-- Material provided follows --
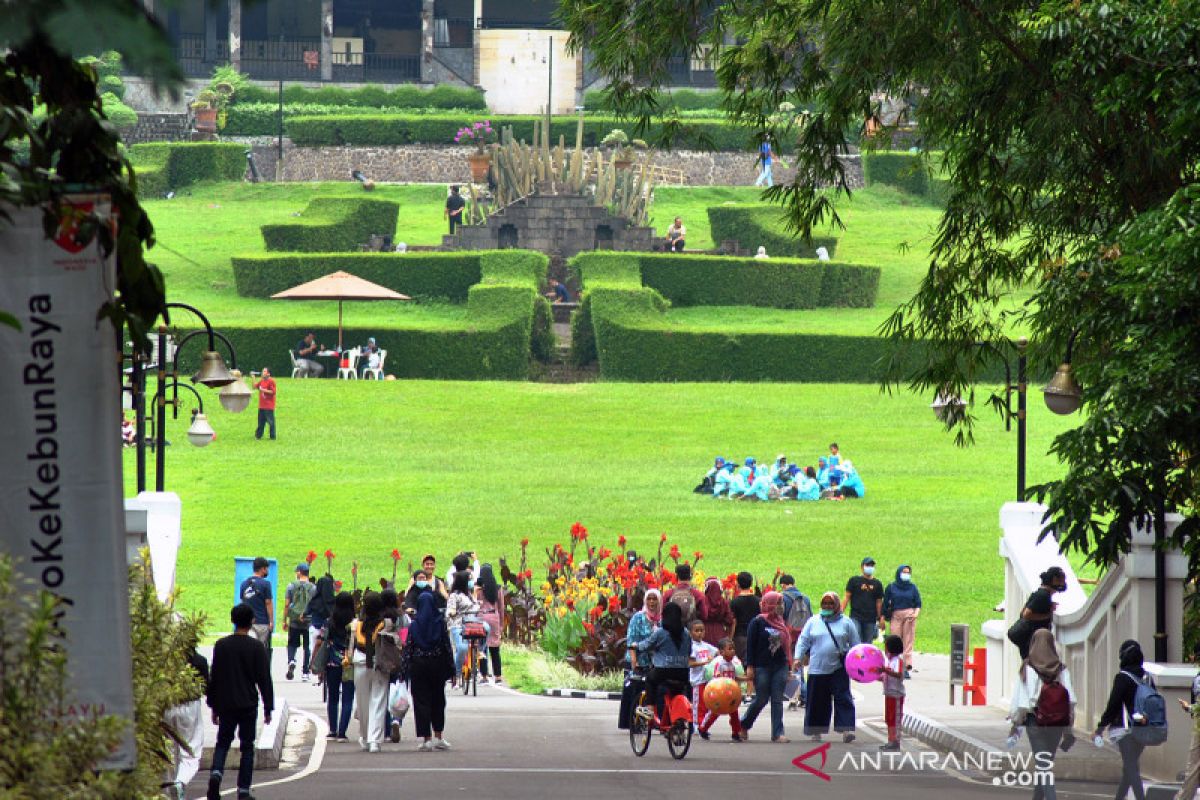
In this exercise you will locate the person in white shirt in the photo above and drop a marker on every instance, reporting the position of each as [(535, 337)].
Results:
[(1044, 703)]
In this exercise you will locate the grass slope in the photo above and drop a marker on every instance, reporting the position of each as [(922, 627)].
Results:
[(439, 467)]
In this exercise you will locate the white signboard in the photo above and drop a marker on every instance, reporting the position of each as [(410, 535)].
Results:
[(61, 512)]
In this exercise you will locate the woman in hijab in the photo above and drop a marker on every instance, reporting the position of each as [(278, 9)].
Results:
[(339, 683), (370, 685), (1117, 714), (768, 663), (491, 611), (430, 666), (825, 641), (669, 649), (1039, 669), (719, 618), (643, 624)]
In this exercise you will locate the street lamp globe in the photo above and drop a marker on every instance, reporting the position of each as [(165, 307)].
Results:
[(201, 433), (1062, 394), (235, 396)]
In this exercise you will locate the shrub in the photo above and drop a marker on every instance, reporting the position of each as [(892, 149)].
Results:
[(447, 276), (333, 223), (383, 130), (760, 224), (183, 163)]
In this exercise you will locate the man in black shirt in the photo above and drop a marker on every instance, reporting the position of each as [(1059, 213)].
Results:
[(455, 205), (864, 599), (239, 677)]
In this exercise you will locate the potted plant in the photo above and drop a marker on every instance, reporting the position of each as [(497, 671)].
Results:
[(480, 136)]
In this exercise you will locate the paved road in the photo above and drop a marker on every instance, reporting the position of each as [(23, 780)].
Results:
[(507, 745)]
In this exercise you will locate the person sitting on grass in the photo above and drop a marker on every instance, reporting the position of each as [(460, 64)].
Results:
[(677, 234)]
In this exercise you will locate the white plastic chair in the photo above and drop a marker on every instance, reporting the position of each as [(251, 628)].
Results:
[(349, 372), (377, 373), (297, 372)]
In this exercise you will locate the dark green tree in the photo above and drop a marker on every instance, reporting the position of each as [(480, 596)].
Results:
[(1069, 133), (73, 145)]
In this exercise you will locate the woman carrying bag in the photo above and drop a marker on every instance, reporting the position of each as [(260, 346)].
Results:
[(429, 665)]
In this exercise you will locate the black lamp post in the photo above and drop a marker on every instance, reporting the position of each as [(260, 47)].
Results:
[(949, 407)]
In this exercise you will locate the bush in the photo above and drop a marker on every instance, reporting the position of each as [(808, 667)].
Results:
[(760, 224), (333, 223), (445, 276), (405, 96), (384, 130), (504, 323), (181, 163), (725, 281)]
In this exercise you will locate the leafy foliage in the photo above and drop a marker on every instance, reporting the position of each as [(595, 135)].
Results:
[(333, 224), (1062, 124)]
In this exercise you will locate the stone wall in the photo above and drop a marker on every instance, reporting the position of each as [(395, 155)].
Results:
[(448, 164)]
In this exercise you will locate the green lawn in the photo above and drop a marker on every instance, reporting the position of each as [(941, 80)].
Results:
[(439, 467), (202, 227)]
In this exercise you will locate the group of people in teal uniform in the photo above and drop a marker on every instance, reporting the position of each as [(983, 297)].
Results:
[(834, 477)]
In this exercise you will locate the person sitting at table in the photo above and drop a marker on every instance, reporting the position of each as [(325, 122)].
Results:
[(676, 235), (370, 356), (306, 358)]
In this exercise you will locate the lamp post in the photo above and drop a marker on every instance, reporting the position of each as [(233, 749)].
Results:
[(1063, 395), (949, 408)]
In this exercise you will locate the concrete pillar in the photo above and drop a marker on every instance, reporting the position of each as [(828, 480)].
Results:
[(327, 40), (426, 41), (235, 34)]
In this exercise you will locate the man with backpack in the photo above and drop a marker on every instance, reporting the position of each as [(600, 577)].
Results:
[(689, 599), (295, 617)]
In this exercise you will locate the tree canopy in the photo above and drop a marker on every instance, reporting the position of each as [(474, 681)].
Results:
[(1069, 138)]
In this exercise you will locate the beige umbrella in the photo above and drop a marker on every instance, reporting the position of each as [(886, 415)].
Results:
[(339, 286)]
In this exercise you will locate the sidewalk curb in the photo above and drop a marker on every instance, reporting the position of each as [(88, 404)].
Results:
[(581, 695)]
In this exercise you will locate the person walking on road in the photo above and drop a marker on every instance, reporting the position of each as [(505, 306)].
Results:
[(1044, 703), (430, 662), (1117, 715), (823, 645), (370, 685), (239, 678), (295, 619), (768, 663), (258, 593), (901, 606), (864, 601)]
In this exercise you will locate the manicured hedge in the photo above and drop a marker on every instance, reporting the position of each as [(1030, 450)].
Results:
[(383, 130), (507, 320), (331, 224), (447, 276), (754, 226), (688, 280), (165, 166), (406, 96)]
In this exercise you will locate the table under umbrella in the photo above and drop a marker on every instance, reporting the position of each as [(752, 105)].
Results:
[(340, 287)]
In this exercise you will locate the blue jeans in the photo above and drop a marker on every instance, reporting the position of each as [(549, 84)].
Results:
[(461, 645), (341, 692), (768, 687)]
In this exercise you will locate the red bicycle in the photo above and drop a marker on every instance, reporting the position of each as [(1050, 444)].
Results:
[(677, 726)]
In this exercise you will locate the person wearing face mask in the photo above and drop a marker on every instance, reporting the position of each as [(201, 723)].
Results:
[(1038, 611), (864, 599), (823, 644), (901, 606)]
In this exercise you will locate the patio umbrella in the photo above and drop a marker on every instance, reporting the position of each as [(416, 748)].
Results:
[(340, 287)]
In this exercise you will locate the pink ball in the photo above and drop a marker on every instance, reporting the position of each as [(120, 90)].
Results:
[(861, 663)]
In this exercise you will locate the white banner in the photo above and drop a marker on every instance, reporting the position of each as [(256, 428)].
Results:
[(61, 512)]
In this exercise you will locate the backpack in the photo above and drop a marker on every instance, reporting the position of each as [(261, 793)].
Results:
[(298, 609), (1151, 705), (388, 651), (799, 612), (1053, 709), (684, 600)]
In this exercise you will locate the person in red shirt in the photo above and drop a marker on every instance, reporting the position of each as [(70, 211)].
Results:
[(265, 388)]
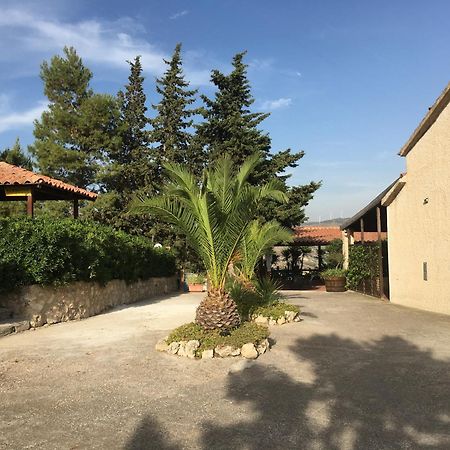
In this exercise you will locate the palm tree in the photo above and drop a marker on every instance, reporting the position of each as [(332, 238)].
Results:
[(214, 215)]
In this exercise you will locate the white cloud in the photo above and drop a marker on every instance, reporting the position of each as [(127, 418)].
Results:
[(276, 104), (101, 43), (24, 119), (179, 14)]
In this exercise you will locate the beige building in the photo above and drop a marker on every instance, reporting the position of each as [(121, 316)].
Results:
[(418, 216)]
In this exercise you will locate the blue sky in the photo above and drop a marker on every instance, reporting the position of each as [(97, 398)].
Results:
[(347, 81)]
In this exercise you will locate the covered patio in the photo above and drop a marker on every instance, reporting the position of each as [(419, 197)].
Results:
[(18, 184)]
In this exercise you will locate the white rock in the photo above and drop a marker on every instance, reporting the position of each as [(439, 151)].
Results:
[(261, 320), (281, 320), (207, 354), (173, 347), (161, 346), (191, 347), (223, 350), (182, 348), (263, 346), (248, 351)]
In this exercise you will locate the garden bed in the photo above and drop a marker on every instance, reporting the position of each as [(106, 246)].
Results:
[(249, 341)]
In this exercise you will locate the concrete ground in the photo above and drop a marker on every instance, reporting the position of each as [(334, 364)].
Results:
[(356, 373)]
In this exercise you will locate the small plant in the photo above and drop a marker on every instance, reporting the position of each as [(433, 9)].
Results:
[(332, 273), (195, 278), (274, 311), (210, 339)]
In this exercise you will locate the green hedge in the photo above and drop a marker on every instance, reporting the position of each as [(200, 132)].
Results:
[(56, 251)]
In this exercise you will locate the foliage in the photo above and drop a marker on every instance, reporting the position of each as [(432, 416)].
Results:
[(174, 118), (261, 293), (16, 156), (195, 278), (333, 254), (215, 215), (230, 127), (79, 126), (247, 332), (363, 264), (257, 241), (275, 310), (53, 251), (330, 273)]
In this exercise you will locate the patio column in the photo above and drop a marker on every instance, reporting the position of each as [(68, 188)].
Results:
[(30, 204), (347, 241), (380, 253), (75, 209)]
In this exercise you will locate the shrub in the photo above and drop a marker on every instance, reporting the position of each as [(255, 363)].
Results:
[(274, 311), (363, 264), (330, 273), (55, 251), (209, 339)]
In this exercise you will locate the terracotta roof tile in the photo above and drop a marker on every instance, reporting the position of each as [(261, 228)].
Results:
[(316, 235), (13, 175)]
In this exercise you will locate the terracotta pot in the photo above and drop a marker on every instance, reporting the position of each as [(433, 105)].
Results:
[(196, 287), (335, 284)]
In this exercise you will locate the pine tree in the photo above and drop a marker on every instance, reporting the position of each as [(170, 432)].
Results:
[(79, 126), (16, 156), (230, 127), (174, 117), (131, 169)]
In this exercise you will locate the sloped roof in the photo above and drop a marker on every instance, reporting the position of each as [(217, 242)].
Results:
[(16, 176), (431, 116), (316, 235)]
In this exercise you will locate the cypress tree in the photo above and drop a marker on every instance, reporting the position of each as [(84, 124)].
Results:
[(174, 117), (79, 126), (231, 127)]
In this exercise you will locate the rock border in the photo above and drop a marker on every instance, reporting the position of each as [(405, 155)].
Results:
[(289, 317), (189, 349)]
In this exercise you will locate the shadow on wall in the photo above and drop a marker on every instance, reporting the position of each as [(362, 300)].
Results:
[(383, 395)]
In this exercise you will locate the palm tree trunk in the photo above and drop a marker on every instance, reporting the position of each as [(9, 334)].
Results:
[(217, 311)]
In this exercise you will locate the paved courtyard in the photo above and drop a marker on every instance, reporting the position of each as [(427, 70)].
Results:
[(356, 373)]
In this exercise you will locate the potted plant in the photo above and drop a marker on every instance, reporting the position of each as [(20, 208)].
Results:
[(196, 282), (335, 279)]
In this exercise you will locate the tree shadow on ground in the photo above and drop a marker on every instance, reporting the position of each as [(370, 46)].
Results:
[(387, 394)]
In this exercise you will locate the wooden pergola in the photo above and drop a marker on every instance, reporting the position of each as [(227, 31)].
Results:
[(18, 184)]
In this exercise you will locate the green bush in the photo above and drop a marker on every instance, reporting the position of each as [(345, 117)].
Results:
[(209, 339), (55, 251), (274, 311), (363, 264), (331, 273)]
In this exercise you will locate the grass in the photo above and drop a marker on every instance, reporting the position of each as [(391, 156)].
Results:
[(274, 311), (247, 332)]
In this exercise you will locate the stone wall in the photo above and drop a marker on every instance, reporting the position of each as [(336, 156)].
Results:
[(48, 304)]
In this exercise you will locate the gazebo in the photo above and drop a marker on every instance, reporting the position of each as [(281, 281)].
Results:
[(18, 184)]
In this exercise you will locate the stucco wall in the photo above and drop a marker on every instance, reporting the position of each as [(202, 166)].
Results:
[(47, 304), (419, 224)]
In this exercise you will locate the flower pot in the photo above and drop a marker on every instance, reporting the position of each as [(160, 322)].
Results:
[(335, 284), (196, 287)]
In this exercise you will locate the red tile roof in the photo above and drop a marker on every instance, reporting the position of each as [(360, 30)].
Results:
[(16, 176), (316, 235)]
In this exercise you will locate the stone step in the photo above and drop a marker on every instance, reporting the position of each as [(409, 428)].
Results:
[(8, 327), (5, 314)]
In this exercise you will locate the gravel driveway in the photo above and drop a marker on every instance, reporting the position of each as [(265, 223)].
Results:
[(356, 373)]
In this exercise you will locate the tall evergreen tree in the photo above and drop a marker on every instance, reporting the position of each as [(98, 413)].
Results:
[(231, 127), (175, 117), (131, 169), (79, 126), (16, 156)]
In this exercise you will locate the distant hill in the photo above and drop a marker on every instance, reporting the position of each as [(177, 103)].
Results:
[(328, 223)]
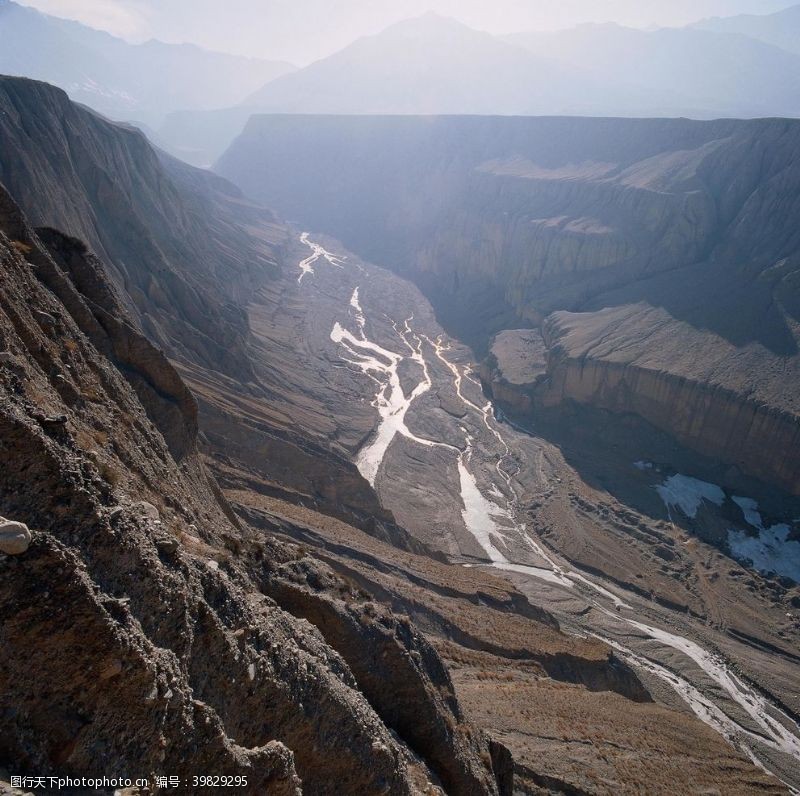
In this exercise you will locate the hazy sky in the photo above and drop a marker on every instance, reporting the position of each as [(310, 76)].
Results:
[(304, 30)]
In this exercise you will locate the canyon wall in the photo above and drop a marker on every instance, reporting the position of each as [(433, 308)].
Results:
[(505, 221)]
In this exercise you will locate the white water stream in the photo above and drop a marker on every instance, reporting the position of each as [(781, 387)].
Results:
[(492, 524)]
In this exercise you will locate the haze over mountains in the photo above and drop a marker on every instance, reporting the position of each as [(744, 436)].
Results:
[(432, 440), (130, 82), (781, 29), (744, 66)]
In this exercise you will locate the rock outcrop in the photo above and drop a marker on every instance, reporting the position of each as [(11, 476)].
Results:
[(129, 624), (686, 229)]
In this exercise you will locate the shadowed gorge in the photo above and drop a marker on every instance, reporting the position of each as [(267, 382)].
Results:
[(684, 228), (403, 451)]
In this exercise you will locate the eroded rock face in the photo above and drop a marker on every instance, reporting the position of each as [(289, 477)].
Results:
[(15, 538), (128, 624), (504, 221)]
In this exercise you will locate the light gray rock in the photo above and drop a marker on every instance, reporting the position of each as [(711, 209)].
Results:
[(14, 537), (148, 510)]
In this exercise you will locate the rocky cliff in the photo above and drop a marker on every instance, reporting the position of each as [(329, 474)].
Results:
[(141, 618), (503, 221), (185, 252), (154, 621)]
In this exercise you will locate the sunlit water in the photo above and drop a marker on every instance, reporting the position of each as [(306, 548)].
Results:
[(491, 523)]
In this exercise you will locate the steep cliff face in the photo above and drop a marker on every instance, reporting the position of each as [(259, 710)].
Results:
[(186, 253), (503, 221), (171, 236), (723, 401), (139, 634)]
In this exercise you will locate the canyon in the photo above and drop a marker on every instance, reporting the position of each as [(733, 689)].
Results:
[(280, 526), (669, 241)]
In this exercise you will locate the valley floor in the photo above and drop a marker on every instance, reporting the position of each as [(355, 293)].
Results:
[(391, 391)]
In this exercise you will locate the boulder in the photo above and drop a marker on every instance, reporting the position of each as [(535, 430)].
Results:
[(14, 537)]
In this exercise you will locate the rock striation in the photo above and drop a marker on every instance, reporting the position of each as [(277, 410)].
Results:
[(683, 229)]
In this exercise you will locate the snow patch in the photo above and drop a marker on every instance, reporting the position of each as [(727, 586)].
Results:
[(688, 493)]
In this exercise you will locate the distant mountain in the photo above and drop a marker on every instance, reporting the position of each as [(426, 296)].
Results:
[(426, 65), (432, 64), (717, 74), (121, 80), (781, 29)]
-- Material provided concluded --
Instructions to follow:
Return each line above where the word "potted" shows up.

Exercise solution:
In this exercise you will locate the potted plant in the photo above and drop a marker on every instance, reporting the position of each as [(497, 671)].
In this exercise you will locate the potted plant in the photo above and drop a marker on every instance, reporting the position of each as [(20, 208)].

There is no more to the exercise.